Dataset entries
- Opening Delimiter -

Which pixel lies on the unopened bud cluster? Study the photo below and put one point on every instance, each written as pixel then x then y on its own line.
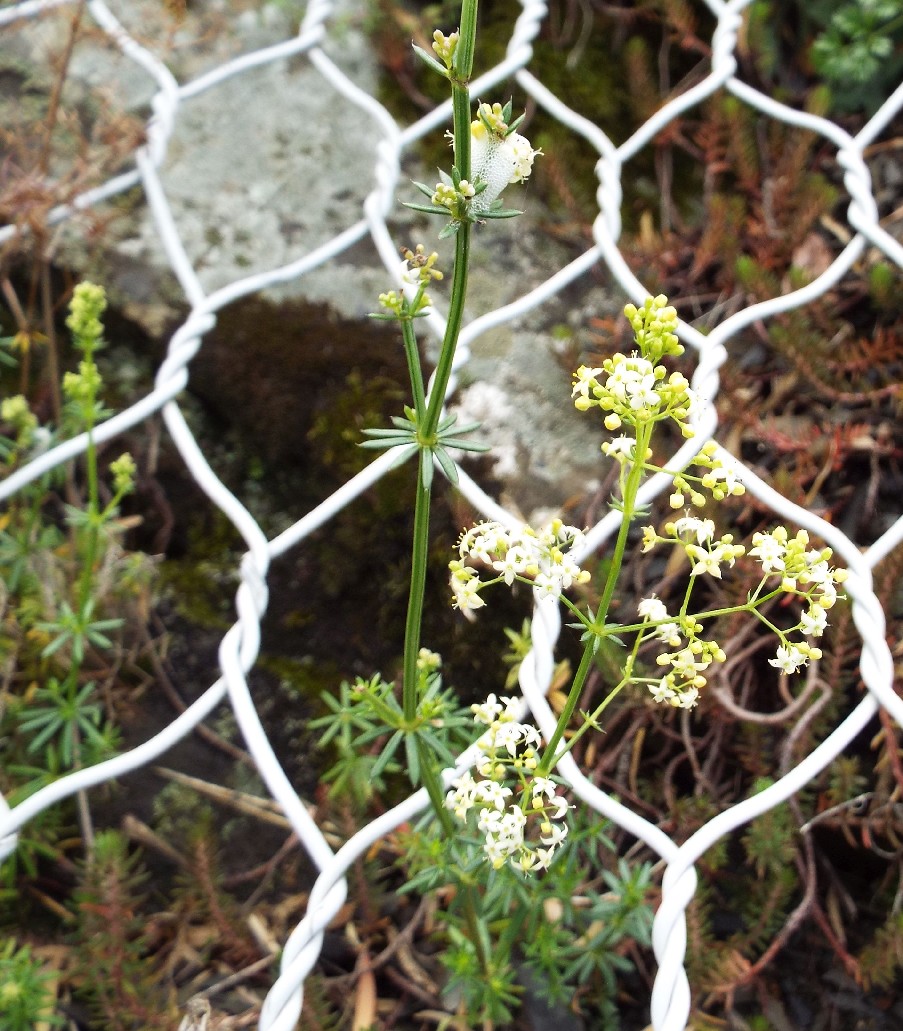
pixel 507 755
pixel 636 390
pixel 538 556
pixel 417 270
pixel 804 572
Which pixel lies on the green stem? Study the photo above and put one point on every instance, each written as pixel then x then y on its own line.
pixel 548 756
pixel 434 790
pixel 629 505
pixel 90 554
pixel 413 365
pixel 420 552
pixel 453 329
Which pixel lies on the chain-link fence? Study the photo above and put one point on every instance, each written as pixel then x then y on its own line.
pixel 238 651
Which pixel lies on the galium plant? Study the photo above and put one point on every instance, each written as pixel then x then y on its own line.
pixel 506 815
pixel 63 566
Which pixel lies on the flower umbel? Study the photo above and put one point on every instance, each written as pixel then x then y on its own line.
pixel 507 754
pixel 538 557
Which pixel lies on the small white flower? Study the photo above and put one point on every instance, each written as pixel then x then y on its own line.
pixel 487 711
pixel 702 529
pixel 814 621
pixel 704 562
pixel 662 692
pixel 789 659
pixel 770 551
pixel 555 835
pixel 653 609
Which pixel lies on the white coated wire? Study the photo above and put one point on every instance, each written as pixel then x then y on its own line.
pixel 671 998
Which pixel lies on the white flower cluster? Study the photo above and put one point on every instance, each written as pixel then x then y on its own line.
pixel 635 389
pixel 692 656
pixel 526 555
pixel 510 747
pixel 806 573
pixel 697 536
pixel 498 156
pixel 721 479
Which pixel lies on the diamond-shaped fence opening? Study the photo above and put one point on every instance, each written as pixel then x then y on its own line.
pixel 381 153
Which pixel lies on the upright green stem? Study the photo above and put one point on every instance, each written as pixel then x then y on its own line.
pixel 420 552
pixel 420 547
pixel 413 365
pixel 90 553
pixel 629 507
pixel 453 330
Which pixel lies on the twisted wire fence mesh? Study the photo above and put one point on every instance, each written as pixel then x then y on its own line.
pixel 239 646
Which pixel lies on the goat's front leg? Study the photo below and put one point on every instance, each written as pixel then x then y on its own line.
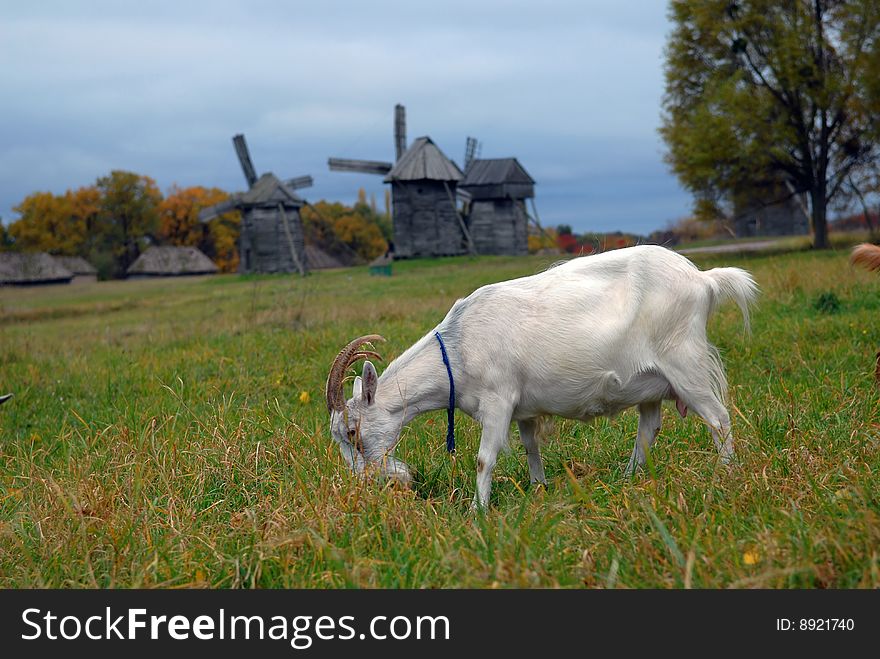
pixel 527 433
pixel 495 430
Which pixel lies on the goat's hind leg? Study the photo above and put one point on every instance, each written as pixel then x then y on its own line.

- Closing Delimiter -

> [Work required]: The records above are to be copied exactly, without their pictures.

> [Your response]:
Which pixel lies on the unopened bud cluster? Study the photo below and put one point on every instance, each written as pixel then x then y on its own line.
pixel 507 755
pixel 636 390
pixel 538 556
pixel 417 270
pixel 804 572
Which pixel lies on the green stem? Study the photo above and put one point on every instance, each written as pixel then x then y on its own line.
pixel 548 756
pixel 434 790
pixel 629 505
pixel 90 554
pixel 413 365
pixel 420 552
pixel 453 329
Which pixel lies on the chain-link fence? Study the photo above and put one point on every instance, each written as pixel then x then y on its own line.
pixel 238 651
Which pixel lies on the galium plant? Study the photo above and put one point on every instance, each written as pixel then x then y on its own line.
pixel 506 815
pixel 63 566
Which pixel lies on the flower umbel? Study the photo above and put one point on every instance, each written as pixel then x then y on its own line.
pixel 507 754
pixel 538 557
Which pixel lies on the small white flower? Study the photo above and put one point on every instance, each written as pixel then x then y on its own line.
pixel 487 711
pixel 702 529
pixel 814 621
pixel 704 562
pixel 662 692
pixel 789 659
pixel 770 551
pixel 555 835
pixel 653 609
Which pixel lies on the white coated wire? Study the photo above and put one point on every instance, each written as pixel then x then y on its own line.
pixel 671 998
Which pixel lies on the white flower cluster? Study the photo above and put one point on every instance, each written as pixel then x then y on its own line.
pixel 635 389
pixel 692 656
pixel 526 555
pixel 510 747
pixel 806 573
pixel 697 536
pixel 498 156
pixel 721 479
Which pixel lies on the diamond-shaped fence opening? Study the photo above and put one point on every instance, each written as pixel then x then y on its own line.
pixel 381 153
Which pixel lies on the upright green stem? Study the photo above and put one point on every instance, each written as pixel then x then y on its own line.
pixel 420 552
pixel 420 547
pixel 413 365
pixel 90 553
pixel 629 507
pixel 453 330
Which pixel lies on the twisted wire fence mesh? Study the photo above and put one point on every instance, each written as pixel then x then y on its own line.
pixel 239 646
Which pixel lies on the goat's front leg? Study the photo below and put one point on every instance, each written as pixel then x then y on its own line.
pixel 527 433
pixel 495 430
Which pixel lies on the goat's hind leg? Study the photo above and put one point on every instance, each written as pixel then x then y on its own line.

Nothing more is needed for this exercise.